** Opening Material for this exercise block **

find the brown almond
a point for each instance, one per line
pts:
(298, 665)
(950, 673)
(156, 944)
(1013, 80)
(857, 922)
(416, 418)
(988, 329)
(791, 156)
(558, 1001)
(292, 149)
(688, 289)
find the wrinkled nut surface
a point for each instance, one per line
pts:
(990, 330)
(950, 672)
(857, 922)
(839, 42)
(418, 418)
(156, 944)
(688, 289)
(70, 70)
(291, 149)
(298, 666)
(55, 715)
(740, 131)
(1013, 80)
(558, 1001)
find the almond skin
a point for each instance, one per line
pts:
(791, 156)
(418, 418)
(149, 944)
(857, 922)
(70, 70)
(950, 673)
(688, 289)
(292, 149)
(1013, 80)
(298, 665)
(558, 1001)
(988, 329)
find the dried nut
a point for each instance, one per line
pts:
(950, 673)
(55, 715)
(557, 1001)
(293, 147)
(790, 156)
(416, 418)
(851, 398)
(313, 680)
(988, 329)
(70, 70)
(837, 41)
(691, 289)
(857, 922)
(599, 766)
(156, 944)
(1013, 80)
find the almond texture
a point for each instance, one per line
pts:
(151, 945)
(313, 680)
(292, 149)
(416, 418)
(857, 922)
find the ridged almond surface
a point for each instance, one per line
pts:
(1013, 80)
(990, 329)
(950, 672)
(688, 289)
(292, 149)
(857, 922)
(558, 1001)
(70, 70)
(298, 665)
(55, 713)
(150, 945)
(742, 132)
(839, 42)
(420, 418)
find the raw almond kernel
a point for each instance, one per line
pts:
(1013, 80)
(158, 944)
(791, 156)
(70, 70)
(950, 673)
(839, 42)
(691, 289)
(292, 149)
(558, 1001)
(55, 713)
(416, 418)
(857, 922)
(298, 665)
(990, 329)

** Closing Material for this exercise block **
** Opening Material for this exercise block **

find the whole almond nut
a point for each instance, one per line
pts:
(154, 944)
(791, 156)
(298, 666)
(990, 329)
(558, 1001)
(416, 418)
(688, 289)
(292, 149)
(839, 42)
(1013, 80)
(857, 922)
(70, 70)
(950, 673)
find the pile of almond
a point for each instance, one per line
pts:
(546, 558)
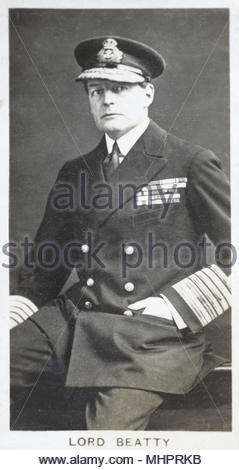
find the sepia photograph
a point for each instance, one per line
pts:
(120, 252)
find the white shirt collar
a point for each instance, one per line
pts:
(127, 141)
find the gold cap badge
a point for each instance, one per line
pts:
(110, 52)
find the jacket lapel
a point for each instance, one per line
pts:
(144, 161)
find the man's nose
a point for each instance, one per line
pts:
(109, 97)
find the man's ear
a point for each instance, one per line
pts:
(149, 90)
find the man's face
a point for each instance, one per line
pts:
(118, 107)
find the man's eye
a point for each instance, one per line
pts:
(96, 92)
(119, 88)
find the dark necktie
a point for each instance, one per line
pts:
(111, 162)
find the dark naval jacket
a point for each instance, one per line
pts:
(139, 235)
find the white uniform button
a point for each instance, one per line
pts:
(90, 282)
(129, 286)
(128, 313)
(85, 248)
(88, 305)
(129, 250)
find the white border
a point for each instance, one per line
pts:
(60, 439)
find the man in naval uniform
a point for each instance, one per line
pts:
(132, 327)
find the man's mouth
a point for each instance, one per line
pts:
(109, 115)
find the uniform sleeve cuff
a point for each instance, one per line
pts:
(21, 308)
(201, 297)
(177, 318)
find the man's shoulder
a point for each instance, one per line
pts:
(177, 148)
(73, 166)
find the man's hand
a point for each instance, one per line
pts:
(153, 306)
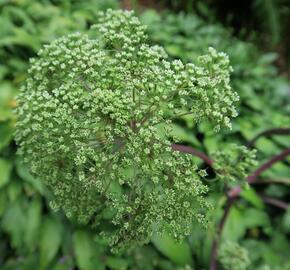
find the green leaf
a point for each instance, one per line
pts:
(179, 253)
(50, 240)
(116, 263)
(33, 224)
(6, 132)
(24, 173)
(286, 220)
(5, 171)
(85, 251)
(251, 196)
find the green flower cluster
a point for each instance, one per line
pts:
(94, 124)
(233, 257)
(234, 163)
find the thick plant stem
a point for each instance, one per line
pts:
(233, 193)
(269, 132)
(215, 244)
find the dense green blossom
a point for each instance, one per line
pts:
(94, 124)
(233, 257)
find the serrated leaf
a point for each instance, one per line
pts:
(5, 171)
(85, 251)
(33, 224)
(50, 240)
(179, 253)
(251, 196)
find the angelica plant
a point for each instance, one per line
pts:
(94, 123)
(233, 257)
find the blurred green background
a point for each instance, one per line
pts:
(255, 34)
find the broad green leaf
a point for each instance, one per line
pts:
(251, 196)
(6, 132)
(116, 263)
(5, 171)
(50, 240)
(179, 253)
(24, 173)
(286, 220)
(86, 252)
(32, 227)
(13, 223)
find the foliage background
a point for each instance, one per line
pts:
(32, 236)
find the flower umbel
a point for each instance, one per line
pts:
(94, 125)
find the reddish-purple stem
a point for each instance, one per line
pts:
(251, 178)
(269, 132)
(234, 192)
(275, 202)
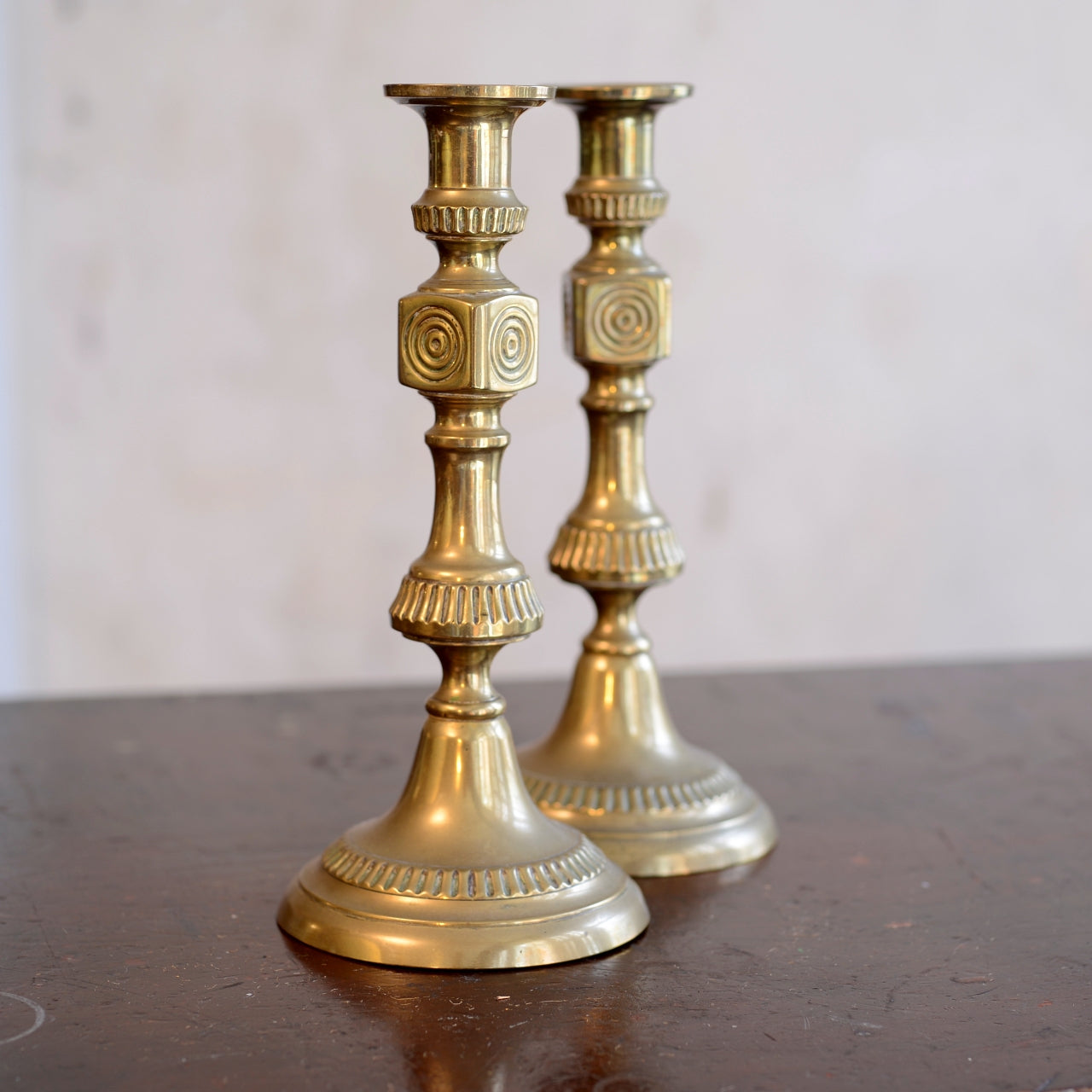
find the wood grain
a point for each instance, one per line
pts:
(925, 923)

** Closing Material for this exercise block **
** Opening Material for this exercise block **

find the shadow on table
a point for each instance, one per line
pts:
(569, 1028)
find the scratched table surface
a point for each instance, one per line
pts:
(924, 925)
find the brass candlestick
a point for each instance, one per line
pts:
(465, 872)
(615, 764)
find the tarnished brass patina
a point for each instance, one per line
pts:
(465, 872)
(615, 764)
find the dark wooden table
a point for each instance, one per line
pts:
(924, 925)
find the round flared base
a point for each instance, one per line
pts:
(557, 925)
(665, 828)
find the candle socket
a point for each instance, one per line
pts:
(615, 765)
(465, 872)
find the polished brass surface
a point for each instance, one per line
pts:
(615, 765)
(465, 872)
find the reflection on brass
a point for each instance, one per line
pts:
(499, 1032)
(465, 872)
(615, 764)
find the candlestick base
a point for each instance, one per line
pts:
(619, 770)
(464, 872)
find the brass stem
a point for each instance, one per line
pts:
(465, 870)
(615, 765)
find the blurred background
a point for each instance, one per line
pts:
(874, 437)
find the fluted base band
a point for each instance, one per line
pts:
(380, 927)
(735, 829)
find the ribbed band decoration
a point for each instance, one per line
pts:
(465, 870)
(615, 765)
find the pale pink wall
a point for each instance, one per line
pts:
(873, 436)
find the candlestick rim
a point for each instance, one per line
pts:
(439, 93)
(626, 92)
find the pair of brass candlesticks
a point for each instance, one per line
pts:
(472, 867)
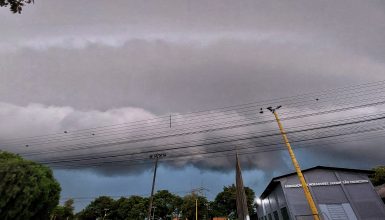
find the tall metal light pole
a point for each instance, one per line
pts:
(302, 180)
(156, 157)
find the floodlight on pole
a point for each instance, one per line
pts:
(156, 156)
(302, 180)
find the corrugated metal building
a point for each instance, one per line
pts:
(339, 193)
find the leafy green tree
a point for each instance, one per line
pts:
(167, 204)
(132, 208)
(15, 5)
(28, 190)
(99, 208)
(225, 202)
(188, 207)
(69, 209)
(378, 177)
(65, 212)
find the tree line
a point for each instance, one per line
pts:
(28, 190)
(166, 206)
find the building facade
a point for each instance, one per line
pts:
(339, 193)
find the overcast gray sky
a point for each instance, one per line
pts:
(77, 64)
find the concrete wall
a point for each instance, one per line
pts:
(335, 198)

** Closing Material for this exercise block **

● Task requirements:
From the data above, return only the lines starting at the line that holds "find the dark necktie" and ending at the line that holds "find the wood grain", word for word and without pictures.

● Answer space:
find the dark necktie
a point for each instance, one per line
pts:
(111, 162)
find the dark naval jacket
a point for each instance, one per line
pts:
(139, 235)
find the white uniform button
a point for each instance, one per line
pts:
(90, 282)
(129, 286)
(128, 313)
(85, 248)
(88, 305)
(129, 250)
find the white border
a point for each instance, one per line
pts:
(60, 439)
find the man in naval uniform
a point for each instance, one per line
pts:
(132, 327)
find the man's mouth
a point for each instance, one per line
pts:
(109, 115)
find the uniform sleeve cuff
a point for each instance, one per line
pts:
(21, 308)
(201, 297)
(177, 318)
find the man's shoulder
a point for each instance, one per line
pts:
(177, 148)
(73, 166)
find the man's hand
a point for each instance, one per line
pts:
(153, 306)
find the green leaf
a point for each instance, one per line
pts:
(179, 253)
(50, 240)
(116, 263)
(33, 224)
(6, 132)
(24, 173)
(286, 220)
(5, 171)
(85, 251)
(251, 196)
find the green flower cluster
a point for each instance, one per line
pts:
(94, 124)
(233, 257)
(234, 163)
find the thick plant stem
a point for each instance, one per line
pts:
(233, 193)
(269, 132)
(215, 244)
find the dense green blossom
a point for each instance, one per line
pts:
(94, 124)
(233, 257)
find the serrated leaf
a point for each instance, one per line
pts:
(5, 171)
(85, 251)
(33, 224)
(50, 240)
(179, 253)
(251, 196)
find the angelica plant
a point for each instance, one per line
pts:
(94, 123)
(233, 257)
find the blurred green background
a point for each instance, one per line
pts:
(255, 34)
find the broad green leaf
a point for each instance, one per line
pts:
(251, 196)
(6, 132)
(116, 263)
(5, 171)
(50, 240)
(179, 253)
(24, 173)
(286, 220)
(86, 252)
(32, 227)
(13, 223)
find the foliage background
a point for each instance, one per line
pts:
(32, 236)
find the flower umbel
a point for each instance, one per line
pts:
(94, 125)
find the reddish-purple stem
a point for each instance, one per line
pts:
(251, 178)
(269, 132)
(234, 192)
(275, 202)
find the wood grain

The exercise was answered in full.